- _What to do_
Extract each line of the records below that contains the word "wheel".

+ + + +

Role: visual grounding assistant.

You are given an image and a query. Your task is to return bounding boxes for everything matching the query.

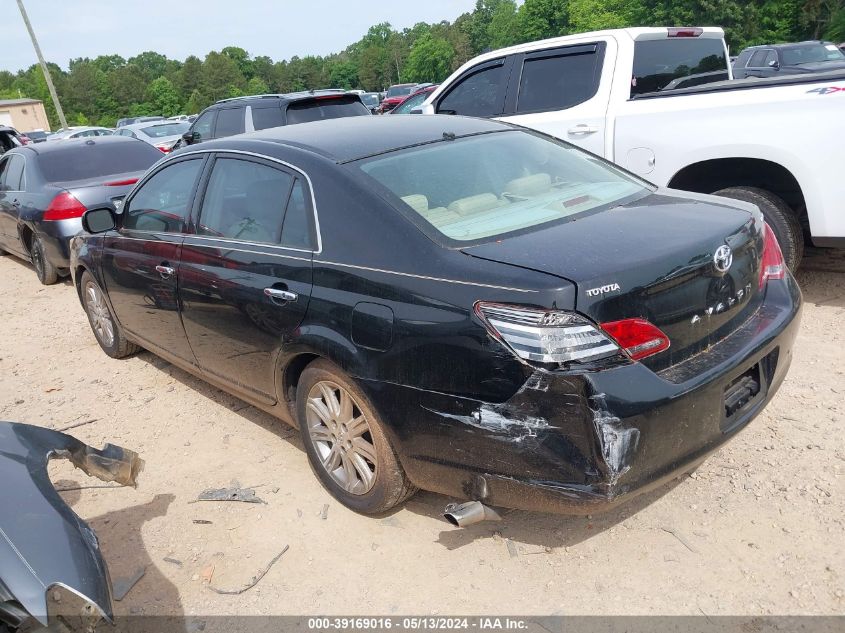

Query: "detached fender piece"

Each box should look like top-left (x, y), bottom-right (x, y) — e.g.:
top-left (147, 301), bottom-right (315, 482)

top-left (0, 422), bottom-right (144, 629)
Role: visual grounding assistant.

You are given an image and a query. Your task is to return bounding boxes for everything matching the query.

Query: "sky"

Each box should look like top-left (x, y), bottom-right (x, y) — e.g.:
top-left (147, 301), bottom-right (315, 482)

top-left (2, 0), bottom-right (478, 73)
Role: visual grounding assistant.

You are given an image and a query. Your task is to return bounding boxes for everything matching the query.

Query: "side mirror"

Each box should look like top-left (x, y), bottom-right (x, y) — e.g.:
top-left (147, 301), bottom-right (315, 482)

top-left (181, 131), bottom-right (197, 145)
top-left (768, 60), bottom-right (779, 70)
top-left (82, 207), bottom-right (116, 234)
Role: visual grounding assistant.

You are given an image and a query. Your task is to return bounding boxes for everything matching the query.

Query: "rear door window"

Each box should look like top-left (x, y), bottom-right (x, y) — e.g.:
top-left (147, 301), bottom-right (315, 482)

top-left (1, 155), bottom-right (25, 191)
top-left (197, 157), bottom-right (292, 243)
top-left (214, 107), bottom-right (245, 138)
top-left (284, 97), bottom-right (370, 125)
top-left (280, 178), bottom-right (314, 249)
top-left (436, 61), bottom-right (507, 117)
top-left (515, 44), bottom-right (605, 113)
top-left (123, 158), bottom-right (204, 233)
top-left (252, 106), bottom-right (286, 130)
top-left (748, 49), bottom-right (776, 67)
top-left (631, 37), bottom-right (728, 95)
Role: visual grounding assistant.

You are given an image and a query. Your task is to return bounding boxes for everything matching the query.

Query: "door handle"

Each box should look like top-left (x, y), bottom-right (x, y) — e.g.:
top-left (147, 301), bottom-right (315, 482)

top-left (155, 264), bottom-right (175, 279)
top-left (567, 124), bottom-right (598, 135)
top-left (264, 287), bottom-right (298, 303)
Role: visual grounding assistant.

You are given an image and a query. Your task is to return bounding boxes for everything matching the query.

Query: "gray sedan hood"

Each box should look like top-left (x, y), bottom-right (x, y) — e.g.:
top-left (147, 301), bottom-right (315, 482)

top-left (0, 422), bottom-right (143, 627)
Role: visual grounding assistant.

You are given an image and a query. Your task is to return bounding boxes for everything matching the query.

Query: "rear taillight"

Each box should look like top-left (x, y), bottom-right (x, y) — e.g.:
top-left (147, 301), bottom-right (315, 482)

top-left (475, 302), bottom-right (621, 364)
top-left (43, 192), bottom-right (86, 221)
top-left (154, 144), bottom-right (172, 153)
top-left (667, 27), bottom-right (703, 37)
top-left (600, 318), bottom-right (671, 361)
top-left (759, 222), bottom-right (785, 288)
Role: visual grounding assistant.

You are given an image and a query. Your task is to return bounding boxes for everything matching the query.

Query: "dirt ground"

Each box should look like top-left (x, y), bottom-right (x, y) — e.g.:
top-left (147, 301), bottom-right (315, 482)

top-left (1, 248), bottom-right (843, 618)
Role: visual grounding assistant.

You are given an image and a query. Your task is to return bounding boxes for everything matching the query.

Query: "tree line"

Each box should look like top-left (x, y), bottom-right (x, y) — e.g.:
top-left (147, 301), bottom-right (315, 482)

top-left (1, 0), bottom-right (842, 129)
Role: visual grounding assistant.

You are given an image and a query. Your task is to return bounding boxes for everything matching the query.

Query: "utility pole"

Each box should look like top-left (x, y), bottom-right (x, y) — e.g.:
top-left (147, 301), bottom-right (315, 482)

top-left (16, 0), bottom-right (68, 130)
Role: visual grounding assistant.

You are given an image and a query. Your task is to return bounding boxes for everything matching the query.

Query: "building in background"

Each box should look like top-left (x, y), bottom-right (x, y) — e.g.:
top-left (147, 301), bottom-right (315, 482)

top-left (0, 98), bottom-right (50, 132)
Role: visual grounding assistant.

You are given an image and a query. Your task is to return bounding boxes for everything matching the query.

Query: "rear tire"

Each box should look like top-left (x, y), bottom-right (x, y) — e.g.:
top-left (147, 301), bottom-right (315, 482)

top-left (713, 186), bottom-right (803, 271)
top-left (31, 235), bottom-right (58, 285)
top-left (296, 359), bottom-right (416, 514)
top-left (80, 270), bottom-right (140, 358)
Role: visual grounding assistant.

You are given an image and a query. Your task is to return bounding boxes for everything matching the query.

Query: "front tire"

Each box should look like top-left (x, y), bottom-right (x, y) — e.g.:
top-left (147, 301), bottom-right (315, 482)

top-left (31, 234), bottom-right (58, 285)
top-left (296, 359), bottom-right (416, 514)
top-left (80, 270), bottom-right (140, 358)
top-left (713, 186), bottom-right (803, 271)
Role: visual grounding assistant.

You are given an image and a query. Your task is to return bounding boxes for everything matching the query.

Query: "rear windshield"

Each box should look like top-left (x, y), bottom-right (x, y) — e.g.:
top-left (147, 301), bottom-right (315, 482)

top-left (285, 97), bottom-right (370, 125)
top-left (632, 38), bottom-right (728, 95)
top-left (781, 43), bottom-right (845, 65)
top-left (358, 131), bottom-right (648, 244)
top-left (139, 122), bottom-right (190, 138)
top-left (38, 141), bottom-right (161, 182)
top-left (387, 85), bottom-right (414, 98)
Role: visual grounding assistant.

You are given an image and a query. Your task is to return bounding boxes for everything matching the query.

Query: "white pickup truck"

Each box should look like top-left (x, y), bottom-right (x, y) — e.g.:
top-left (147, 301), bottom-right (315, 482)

top-left (421, 26), bottom-right (845, 269)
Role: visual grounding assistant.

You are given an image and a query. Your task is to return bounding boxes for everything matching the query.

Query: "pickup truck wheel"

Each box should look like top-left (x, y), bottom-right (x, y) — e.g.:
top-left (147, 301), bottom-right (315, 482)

top-left (713, 187), bottom-right (803, 271)
top-left (296, 359), bottom-right (417, 514)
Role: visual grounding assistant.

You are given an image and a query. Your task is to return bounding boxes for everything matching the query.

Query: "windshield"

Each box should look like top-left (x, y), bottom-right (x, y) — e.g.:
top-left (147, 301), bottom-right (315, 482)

top-left (285, 97), bottom-right (370, 125)
top-left (358, 131), bottom-right (648, 243)
top-left (387, 85), bottom-right (414, 98)
top-left (782, 43), bottom-right (845, 65)
top-left (632, 37), bottom-right (728, 95)
top-left (361, 93), bottom-right (380, 106)
top-left (139, 122), bottom-right (190, 138)
top-left (392, 91), bottom-right (429, 114)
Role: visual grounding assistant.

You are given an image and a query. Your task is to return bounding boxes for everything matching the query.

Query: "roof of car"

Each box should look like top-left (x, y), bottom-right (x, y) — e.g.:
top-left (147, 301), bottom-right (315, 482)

top-left (195, 114), bottom-right (508, 163)
top-left (210, 90), bottom-right (355, 107)
top-left (743, 40), bottom-right (833, 50)
top-left (14, 135), bottom-right (143, 156)
top-left (122, 120), bottom-right (187, 130)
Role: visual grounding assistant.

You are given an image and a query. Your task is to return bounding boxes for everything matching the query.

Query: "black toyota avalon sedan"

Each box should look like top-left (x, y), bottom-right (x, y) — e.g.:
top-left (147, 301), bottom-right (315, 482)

top-left (70, 115), bottom-right (801, 516)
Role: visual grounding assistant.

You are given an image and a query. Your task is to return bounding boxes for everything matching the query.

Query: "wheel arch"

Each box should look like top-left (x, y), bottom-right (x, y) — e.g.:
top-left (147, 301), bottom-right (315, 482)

top-left (667, 157), bottom-right (808, 233)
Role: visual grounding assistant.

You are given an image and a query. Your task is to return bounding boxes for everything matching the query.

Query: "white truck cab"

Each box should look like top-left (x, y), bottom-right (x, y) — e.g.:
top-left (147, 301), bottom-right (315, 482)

top-left (423, 27), bottom-right (845, 269)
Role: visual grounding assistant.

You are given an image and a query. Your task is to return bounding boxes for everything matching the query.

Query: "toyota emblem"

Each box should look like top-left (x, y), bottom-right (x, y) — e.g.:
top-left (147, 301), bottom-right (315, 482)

top-left (713, 245), bottom-right (733, 273)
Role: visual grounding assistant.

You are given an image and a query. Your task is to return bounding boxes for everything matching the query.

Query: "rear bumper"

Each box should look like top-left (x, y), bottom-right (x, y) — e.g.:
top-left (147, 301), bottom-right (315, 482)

top-left (361, 276), bottom-right (802, 514)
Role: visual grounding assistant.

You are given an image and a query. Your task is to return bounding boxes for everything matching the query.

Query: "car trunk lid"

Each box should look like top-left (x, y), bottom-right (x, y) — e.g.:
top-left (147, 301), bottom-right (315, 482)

top-left (461, 191), bottom-right (765, 372)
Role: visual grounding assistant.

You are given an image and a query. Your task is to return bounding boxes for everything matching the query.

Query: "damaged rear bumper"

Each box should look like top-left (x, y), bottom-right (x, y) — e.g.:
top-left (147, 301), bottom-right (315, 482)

top-left (362, 278), bottom-right (801, 515)
top-left (0, 422), bottom-right (143, 629)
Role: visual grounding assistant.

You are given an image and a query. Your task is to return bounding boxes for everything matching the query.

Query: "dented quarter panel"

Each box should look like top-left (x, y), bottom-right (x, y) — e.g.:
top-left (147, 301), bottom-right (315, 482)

top-left (0, 422), bottom-right (143, 626)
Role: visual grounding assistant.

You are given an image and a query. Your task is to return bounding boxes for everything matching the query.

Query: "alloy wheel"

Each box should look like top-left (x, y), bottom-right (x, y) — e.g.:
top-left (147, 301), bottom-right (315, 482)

top-left (305, 380), bottom-right (377, 495)
top-left (84, 281), bottom-right (115, 347)
top-left (31, 240), bottom-right (45, 281)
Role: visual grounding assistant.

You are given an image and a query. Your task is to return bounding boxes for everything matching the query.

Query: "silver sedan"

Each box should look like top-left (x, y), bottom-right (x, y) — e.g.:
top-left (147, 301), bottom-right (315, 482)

top-left (113, 120), bottom-right (191, 153)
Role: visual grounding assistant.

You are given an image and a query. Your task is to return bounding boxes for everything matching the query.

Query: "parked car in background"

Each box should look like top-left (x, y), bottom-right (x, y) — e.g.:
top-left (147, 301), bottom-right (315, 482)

top-left (0, 126), bottom-right (25, 154)
top-left (114, 120), bottom-right (191, 153)
top-left (358, 91), bottom-right (381, 112)
top-left (423, 26), bottom-right (845, 269)
top-left (0, 137), bottom-right (162, 284)
top-left (22, 129), bottom-right (51, 143)
top-left (116, 115), bottom-right (165, 128)
top-left (47, 126), bottom-right (113, 141)
top-left (378, 83), bottom-right (418, 112)
top-left (175, 91), bottom-right (371, 148)
top-left (390, 85), bottom-right (438, 114)
top-left (72, 115), bottom-right (799, 516)
top-left (732, 41), bottom-right (845, 78)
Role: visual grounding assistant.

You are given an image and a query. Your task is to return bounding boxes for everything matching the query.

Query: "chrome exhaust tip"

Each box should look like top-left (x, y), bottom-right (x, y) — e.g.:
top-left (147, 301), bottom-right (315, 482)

top-left (443, 501), bottom-right (501, 527)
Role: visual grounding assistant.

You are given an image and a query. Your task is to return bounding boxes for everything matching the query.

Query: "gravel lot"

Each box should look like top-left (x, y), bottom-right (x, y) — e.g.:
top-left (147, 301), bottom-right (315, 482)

top-left (0, 249), bottom-right (843, 617)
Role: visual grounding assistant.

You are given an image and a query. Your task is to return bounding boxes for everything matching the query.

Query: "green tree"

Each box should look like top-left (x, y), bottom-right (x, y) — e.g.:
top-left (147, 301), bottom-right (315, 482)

top-left (487, 0), bottom-right (521, 49)
top-left (128, 51), bottom-right (170, 79)
top-left (518, 0), bottom-right (570, 40)
top-left (222, 46), bottom-right (254, 79)
top-left (147, 76), bottom-right (182, 116)
top-left (199, 51), bottom-right (246, 102)
top-left (403, 33), bottom-right (455, 83)
top-left (246, 76), bottom-right (269, 95)
top-left (328, 60), bottom-right (359, 89)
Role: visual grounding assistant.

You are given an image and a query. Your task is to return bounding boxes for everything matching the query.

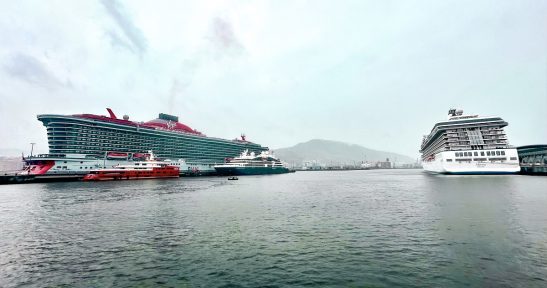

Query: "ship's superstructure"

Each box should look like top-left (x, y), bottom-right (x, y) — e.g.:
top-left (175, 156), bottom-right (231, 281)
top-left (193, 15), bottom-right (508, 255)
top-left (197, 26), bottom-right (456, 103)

top-left (420, 109), bottom-right (520, 174)
top-left (24, 108), bottom-right (268, 176)
top-left (214, 150), bottom-right (290, 175)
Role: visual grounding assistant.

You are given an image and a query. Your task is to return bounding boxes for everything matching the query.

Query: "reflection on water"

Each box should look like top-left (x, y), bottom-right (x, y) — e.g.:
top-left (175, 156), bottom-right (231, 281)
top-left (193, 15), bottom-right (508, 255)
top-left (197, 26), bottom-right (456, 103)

top-left (1, 170), bottom-right (546, 287)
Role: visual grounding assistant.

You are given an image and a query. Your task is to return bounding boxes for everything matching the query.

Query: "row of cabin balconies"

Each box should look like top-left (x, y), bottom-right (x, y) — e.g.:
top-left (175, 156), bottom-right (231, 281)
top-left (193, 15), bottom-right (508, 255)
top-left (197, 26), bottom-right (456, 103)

top-left (445, 131), bottom-right (506, 138)
top-left (421, 141), bottom-right (446, 154)
top-left (47, 142), bottom-right (243, 155)
top-left (48, 135), bottom-right (250, 149)
top-left (48, 145), bottom-right (249, 161)
top-left (444, 135), bottom-right (507, 142)
top-left (49, 146), bottom-right (243, 157)
top-left (47, 135), bottom-right (246, 151)
top-left (47, 140), bottom-right (247, 153)
top-left (421, 137), bottom-right (449, 155)
top-left (479, 126), bottom-right (502, 131)
top-left (483, 135), bottom-right (507, 140)
top-left (45, 124), bottom-right (262, 145)
top-left (48, 124), bottom-right (204, 139)
top-left (481, 130), bottom-right (505, 135)
top-left (447, 141), bottom-right (507, 148)
top-left (48, 150), bottom-right (226, 160)
top-left (48, 129), bottom-right (197, 141)
top-left (483, 139), bottom-right (507, 144)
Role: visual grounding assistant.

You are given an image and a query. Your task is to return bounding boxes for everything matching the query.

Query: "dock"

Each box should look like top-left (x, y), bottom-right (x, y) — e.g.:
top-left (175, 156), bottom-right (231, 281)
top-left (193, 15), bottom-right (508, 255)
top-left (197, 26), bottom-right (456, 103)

top-left (0, 172), bottom-right (83, 185)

+ + + +

- _Result_
Query: "pickup truck wheel"
Query: "wheel arch"
Query: "alloy wheel"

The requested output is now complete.